_OBJECTIVE_
Reproduce each of the entries below word for word, keeping every line unchanged.

_EXERCISE MATERIALS_
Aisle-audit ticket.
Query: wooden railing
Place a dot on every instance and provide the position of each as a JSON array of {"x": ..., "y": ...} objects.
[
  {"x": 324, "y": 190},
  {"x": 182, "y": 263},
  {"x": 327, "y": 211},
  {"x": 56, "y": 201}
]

_ANSWER IN FULL_
Aisle-audit ticket.
Query: wooden railing
Place a dot on every instance and provide the position of each as a JSON array of {"x": ..., "y": ...} objects.
[
  {"x": 324, "y": 190},
  {"x": 182, "y": 263},
  {"x": 327, "y": 211},
  {"x": 56, "y": 201}
]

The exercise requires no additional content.